**Consegna**
Individua nel materiale qui sotto ogni riga che contiene la parola "region" e, per favore, ricopiale tutte.
+-------+
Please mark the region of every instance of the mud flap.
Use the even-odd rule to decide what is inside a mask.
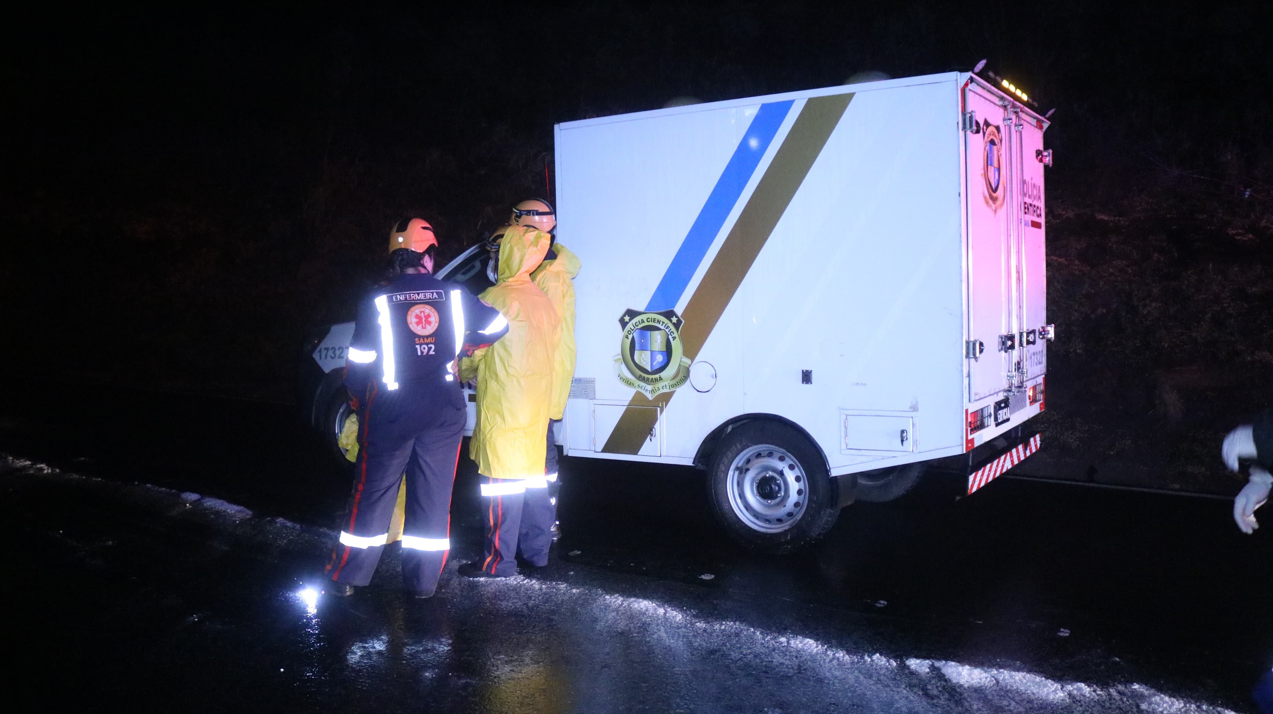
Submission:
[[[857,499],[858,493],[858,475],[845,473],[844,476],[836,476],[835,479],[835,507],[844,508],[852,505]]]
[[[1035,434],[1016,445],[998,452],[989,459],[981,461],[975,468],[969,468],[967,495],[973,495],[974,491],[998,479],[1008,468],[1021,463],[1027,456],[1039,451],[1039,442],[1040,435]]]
+-------+
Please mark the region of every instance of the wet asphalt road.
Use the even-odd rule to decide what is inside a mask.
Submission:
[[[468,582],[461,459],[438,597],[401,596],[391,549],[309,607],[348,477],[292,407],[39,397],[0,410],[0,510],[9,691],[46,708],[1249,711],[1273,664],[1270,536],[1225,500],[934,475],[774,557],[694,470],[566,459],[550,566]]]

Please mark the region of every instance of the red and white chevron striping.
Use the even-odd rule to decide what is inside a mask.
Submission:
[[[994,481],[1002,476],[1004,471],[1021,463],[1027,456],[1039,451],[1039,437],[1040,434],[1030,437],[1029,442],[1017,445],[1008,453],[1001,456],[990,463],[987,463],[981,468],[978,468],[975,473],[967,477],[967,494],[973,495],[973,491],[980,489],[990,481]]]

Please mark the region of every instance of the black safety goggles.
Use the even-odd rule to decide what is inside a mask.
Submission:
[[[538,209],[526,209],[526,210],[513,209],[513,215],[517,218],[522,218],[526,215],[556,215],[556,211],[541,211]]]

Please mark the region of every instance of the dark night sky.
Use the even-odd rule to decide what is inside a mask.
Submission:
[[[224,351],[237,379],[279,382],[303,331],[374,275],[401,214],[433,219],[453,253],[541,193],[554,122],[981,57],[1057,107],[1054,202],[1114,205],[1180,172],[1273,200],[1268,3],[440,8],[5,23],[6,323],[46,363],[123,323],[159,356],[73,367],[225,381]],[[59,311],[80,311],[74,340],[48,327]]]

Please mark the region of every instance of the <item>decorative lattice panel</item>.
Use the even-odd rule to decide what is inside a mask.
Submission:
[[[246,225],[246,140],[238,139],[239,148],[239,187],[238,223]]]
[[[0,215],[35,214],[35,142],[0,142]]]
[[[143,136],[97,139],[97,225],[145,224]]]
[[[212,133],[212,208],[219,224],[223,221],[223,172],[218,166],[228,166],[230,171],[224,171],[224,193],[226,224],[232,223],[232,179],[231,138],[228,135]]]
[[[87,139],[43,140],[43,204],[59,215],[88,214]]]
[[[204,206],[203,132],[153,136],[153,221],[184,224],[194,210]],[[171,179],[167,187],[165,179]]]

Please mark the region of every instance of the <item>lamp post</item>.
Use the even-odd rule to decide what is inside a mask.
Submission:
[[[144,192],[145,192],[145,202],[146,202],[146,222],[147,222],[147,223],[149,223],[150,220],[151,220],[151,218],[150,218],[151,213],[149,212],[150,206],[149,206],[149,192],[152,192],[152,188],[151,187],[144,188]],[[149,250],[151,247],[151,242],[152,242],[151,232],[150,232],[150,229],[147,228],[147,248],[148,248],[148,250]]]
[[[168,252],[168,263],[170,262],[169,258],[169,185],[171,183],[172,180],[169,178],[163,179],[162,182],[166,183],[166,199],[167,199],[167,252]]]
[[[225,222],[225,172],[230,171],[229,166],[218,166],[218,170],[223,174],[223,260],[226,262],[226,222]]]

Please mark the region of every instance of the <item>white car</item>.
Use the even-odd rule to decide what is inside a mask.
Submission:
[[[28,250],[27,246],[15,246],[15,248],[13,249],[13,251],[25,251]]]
+-------+
**Soluzione dell'esercizio**
Please mark the region of every instance of the mud flap.
Please mark the region of every instance of the wet asphalt road.
Please mark the region of every instance of the red and white chevron striping.
Please mark the region of every instance of the black safety goggles.
Please mark the region of every instance of the dark night sky.
Please mark the region of every instance of the <item>decorative lattice panel</item>.
Please mark the region of every instance of the <item>lamp post</item>.
Please mark the region of every instance of the <item>white car</item>.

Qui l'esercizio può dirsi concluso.